# start of Dataset records

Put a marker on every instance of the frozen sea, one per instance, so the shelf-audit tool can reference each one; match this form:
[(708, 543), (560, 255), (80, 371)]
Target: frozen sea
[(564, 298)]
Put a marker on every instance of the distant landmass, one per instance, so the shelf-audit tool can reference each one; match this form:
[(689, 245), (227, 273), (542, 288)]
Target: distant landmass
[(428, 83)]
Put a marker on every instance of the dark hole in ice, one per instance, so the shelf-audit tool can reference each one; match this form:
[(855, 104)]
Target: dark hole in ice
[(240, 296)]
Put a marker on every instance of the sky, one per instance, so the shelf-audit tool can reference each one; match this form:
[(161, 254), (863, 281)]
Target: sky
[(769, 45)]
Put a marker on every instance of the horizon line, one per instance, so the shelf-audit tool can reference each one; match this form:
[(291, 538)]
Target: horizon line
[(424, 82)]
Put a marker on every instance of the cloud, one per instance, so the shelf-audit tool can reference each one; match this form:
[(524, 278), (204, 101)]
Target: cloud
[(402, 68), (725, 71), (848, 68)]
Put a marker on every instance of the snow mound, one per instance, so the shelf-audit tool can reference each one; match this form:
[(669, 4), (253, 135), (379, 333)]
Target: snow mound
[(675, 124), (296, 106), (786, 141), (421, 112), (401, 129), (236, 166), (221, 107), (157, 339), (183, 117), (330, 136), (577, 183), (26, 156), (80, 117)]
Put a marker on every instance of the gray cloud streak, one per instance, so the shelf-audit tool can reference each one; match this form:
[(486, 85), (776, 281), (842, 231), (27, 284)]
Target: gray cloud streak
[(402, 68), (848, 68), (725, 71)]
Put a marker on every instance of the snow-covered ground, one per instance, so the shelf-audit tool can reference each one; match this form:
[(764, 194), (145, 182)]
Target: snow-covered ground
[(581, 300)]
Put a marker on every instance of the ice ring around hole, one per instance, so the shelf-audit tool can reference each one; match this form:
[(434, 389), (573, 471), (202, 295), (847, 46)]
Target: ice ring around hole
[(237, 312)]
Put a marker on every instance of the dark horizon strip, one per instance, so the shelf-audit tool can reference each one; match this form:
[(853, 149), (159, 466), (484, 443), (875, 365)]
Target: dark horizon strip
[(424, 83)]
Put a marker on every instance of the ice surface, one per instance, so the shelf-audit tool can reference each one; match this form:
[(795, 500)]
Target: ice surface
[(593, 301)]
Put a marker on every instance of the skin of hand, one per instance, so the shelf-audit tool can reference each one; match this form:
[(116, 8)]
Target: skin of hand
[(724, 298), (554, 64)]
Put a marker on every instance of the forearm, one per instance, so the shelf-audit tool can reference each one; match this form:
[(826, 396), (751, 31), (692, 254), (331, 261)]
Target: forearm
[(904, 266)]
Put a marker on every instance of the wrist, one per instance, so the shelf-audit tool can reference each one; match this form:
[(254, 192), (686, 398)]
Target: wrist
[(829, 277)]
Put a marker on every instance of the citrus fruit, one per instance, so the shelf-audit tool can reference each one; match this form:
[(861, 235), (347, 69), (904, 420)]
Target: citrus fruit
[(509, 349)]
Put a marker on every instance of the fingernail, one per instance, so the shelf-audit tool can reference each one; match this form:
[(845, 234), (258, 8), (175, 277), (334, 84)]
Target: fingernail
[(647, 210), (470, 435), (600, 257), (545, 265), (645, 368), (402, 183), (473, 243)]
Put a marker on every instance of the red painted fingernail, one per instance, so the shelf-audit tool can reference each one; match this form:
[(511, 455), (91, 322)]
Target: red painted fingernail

# end of Dataset records

_Task description:_ Edit the records above by replacing each "shelf-audit tool" with "inventory tool". Leave all other text unchanged.

_Final result:_
Put a marker on every instance of the frozen sea, one per instance, so the inventory tool can reference each one; match this form:
[(708, 543), (560, 255), (80, 371)]
Target: frozen sea
[(564, 298)]
Put a marker on every instance of the distant landmass, one per instance, so the inventory tool can reference each one; match this form:
[(689, 245), (227, 273), (542, 288)]
Target: distant landmass
[(428, 83)]
Put a marker on every instance of the dark hole in ice, one per instance, so the inventory tool can reference each one; match this form:
[(855, 104)]
Target: dark hole in ice
[(240, 296)]
Put a marker on every instance of the sky, one per instance, so the inventory tool can reference each one; match this form:
[(161, 254), (863, 281)]
Target: sky
[(769, 45)]
Put a marker on every instance of the horizon line, one per instance, so the inventory tool can reference each one; match this form:
[(291, 538)]
Target: horizon line
[(424, 82)]
Put a marker on every instance of the cloud, one per instance, so the inventory tool can reference each one; match this form:
[(524, 278), (204, 101)]
Target: cloud
[(402, 68), (725, 71), (848, 68)]
Put a marker on every instance of the snow mound, one per instance, so the inventory tool can reference each one; match this form:
[(669, 4), (253, 135), (379, 333)]
Target: snow mound
[(675, 124), (296, 106), (786, 141), (421, 112), (401, 129), (236, 166), (221, 107), (157, 339), (183, 117), (330, 136), (577, 183), (26, 156), (80, 117)]
Put a marker on every instance of the gray cloud streak, one per instance, so the inventory tool can reference each one; match this form:
[(486, 85), (776, 281), (842, 231), (27, 284)]
Target: gray cloud streak
[(402, 68), (848, 68), (725, 71)]
Put a marker on every instance of the snow-covered ground, one per instance, so the inventory tool can reference each one; match this form:
[(764, 194), (145, 182)]
Target: snow-covered ground
[(581, 300)]
Put a marker on every instance of the ice ring around hole, one per instance, so the inventory tool can reference each one; match this form:
[(434, 389), (573, 471), (202, 295), (847, 46)]
Target: ice ring around hole
[(237, 312)]
Put a marker on every instance of the dark horizon strip, one per instance, so the inventory tool can reference each one; match this form:
[(853, 149), (159, 466), (484, 443), (875, 365)]
Target: dark horizon strip
[(424, 83)]
Put a marker on every instance of the ice surface, one per instance, so the inventory tool can reference each one; match this form:
[(795, 500)]
Target: ice surface
[(593, 301)]
Put a marker on every instance of the skin of hand, one per instance, so the inventory tool can reference each one; match this form:
[(116, 8)]
Target: skin of hand
[(724, 298), (554, 64)]
Put a marker on every instance of the forearm, one per instance, so the inventory tool can reference each one; match this form:
[(826, 396), (751, 31), (692, 254), (331, 261)]
Target: forearm
[(904, 266)]
Put a marker on every instance of the wrist, one per instance, so the inventory tool can reference each one; match this form:
[(254, 192), (686, 398)]
Target: wrist
[(829, 277)]
Put a marker on every instance of the citrus fruit, one per instance, so the inventory tool can reference each one; match this form:
[(861, 235), (347, 69), (904, 420)]
Target: citrus fruit
[(509, 349)]
Put a marker on every instance of the fingernail, one per instance, so the inventory tool can reference each one; match this form:
[(845, 234), (258, 8), (175, 277), (334, 84)]
Target: fingernail
[(647, 210), (470, 435), (600, 257), (545, 265), (645, 368), (402, 183), (473, 243)]
Put a marker on every instance of the red painted fingernail, one per instance, so the inventory tool can reference each one; match this form:
[(511, 455), (91, 322)]
Target: red painted fingernail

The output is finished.